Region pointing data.
....

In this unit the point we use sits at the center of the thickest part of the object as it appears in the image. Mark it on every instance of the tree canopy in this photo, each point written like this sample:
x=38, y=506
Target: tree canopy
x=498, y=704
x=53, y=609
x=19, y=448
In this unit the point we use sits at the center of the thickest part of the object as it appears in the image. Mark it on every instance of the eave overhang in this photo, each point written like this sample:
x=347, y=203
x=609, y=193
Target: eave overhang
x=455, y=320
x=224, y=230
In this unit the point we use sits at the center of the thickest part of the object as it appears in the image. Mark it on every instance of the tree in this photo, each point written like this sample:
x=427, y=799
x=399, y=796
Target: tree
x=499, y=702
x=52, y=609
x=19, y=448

....

Restate exactly each line of the data from the one bearing "of the eave" to the end, and add nothing.

Response for this exercise.
In this unit the point we use sits at the center of the thickest part of the object as it appears in the image. Mark it on every instance of the eave overhang in this photo, each point written like this sample:
x=347, y=203
x=609, y=193
Target: eave overhang
x=455, y=320
x=224, y=230
In this unit the point we use sits at the center of the thickest part of the object as it appears in the image. Mark it on every instance of the tree in this photo, each point written like this sample:
x=427, y=799
x=399, y=796
Target: tree
x=499, y=702
x=52, y=609
x=19, y=448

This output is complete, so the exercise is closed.